Ein geklärtes Verständnis von Erlebnispädagogik als Praxis und als theoretisches Konzept ist grundlegend für die professionelle Arbeit – ansonsten bleibt unklar, ob wir Erlebnispädagogik oder „irgendwas Praktisches“ machen, welche Ziele wir damit verfolgen und welchen übergreifenden Sinn unsere Arbeit hat. Auch im fachlichen Austausch mit dem Kollegium ist eine begriffliche Basis hilfreich, wenn wir über Erlebnispädagogik sprechen.
2.2Kompetenzförderung durch erlebnispädagogisches Mountainbiken
Der dargelegten Definition zufolge zielen erlebnispädagogische Maßnahmen auf die Förderung der Selbst- und Sozialkompetenzen der teilnehmenden Personen. Doch was ist damit gemeint und wie können diese Kompetenzen mit dem Medium Mountainbiken gefördert werden?
Kompetenz und Kompetenzförderung
Der Begriff „Kompetenz“ ist in aller Munde – er fällt im Bildungsbereich, in der Wissenschaft und in Unternehmen. Die Erlebnispädagogik kann in vielerlei Hinsicht am Kompetenzbegriff anknüpfen, der sich in drei wesentlichen Aspekten zusammenfassen lässt:
■Kompetenz bezieht praktisches Handeln mit ein.
■Kompetenz hat Situations- und Lebensweltbezug.
■Kompetenz ist mehrdimensional und lässt sich in mehrere Bereiche unterteilen.
Diese Aspekte werden im Folgenden ausführlicher beschrieben und durch wissenschaftliche Beiträge fundiert.
Kompetenz hat Handlungsbezug
Kompetenz betont das Können des Individuums, während der Bildungsbegriff eher das Wissen betont, über das jemand verfügt (Brödel 2002). Eine kompetente Person ist imstande, ihr Wissen und ihre Fertigkeiten selbstständig und selbstwirksam anzuwenden.
Wissen ist nicht gleich Können
Man kann sich Wissen über das Radfahren und bestimmte Fahrtechniken aneignen, indem man die Bewegungsbeschreibungen liest. Man kann es sich gegebenenfalls grob vorstellen und anderen sprachlich erklären: „Schau dorthin, wo du hinfahren möchtest! Trete in die Pedale und versuche, das Gleichgewicht zu halten!“ Doch jemand, der über das Fahrradfahren Bescheid weiß, muss es noch längst nicht können. Um etwas zu können, muss man es lernen. Und um etwas zu lernen, muss man es ausprobieren: Man muss es tun.

++++++

Aufgabe: Gib bitte aus dem Text zur Erlebnispädagogik oben den Abschnitt von „2.2Kompetenzförderung durch erlebnispädagogisches“ bis einschließlich „Mountainbiken gefördert werden?“ wortgetreu aus.

++++++

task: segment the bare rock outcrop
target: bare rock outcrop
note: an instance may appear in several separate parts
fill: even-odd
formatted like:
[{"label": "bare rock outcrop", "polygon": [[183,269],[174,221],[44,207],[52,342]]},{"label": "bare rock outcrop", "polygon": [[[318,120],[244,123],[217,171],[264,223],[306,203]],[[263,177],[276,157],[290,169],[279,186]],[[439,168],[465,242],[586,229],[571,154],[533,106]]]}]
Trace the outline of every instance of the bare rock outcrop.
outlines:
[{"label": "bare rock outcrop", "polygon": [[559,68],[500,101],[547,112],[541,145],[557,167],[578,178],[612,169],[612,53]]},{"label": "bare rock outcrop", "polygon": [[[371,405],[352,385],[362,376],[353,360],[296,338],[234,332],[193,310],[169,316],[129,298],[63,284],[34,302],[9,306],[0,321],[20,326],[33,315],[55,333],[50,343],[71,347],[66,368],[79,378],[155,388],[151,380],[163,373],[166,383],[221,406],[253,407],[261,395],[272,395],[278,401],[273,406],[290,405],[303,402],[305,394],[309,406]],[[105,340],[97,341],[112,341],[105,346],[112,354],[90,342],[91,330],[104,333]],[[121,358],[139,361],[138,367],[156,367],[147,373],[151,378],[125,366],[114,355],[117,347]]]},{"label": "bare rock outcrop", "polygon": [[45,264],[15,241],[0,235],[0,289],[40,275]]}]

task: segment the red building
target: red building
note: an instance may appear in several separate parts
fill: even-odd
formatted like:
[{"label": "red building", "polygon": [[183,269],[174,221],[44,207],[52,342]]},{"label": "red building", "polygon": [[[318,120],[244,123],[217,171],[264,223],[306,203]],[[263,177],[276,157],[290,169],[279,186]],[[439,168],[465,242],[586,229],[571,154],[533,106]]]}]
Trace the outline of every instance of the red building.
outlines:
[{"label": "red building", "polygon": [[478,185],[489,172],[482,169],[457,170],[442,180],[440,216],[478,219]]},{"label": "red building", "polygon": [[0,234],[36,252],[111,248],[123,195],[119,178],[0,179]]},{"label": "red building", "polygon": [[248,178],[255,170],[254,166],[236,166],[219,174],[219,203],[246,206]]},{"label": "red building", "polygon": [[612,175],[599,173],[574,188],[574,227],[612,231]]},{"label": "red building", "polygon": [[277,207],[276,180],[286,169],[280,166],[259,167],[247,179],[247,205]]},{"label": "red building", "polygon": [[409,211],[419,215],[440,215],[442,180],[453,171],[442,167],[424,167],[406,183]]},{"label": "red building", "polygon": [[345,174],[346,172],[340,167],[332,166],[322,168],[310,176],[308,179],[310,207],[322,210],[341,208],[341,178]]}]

++++++

Die Ausgabe:
2.2Kompetenzförderung durch erlebnispädagogisches Mountainbiken
Der dargelegten Definition zufolge zielen erlebnispädagogische Maßnahmen auf die Förderung der Selbst- und Sozialkompetenzen der teilnehmenden Personen. Doch was ist damit gemeint und wie können diese Kompetenzen mit dem Medium Mountainbiken gefördert werden?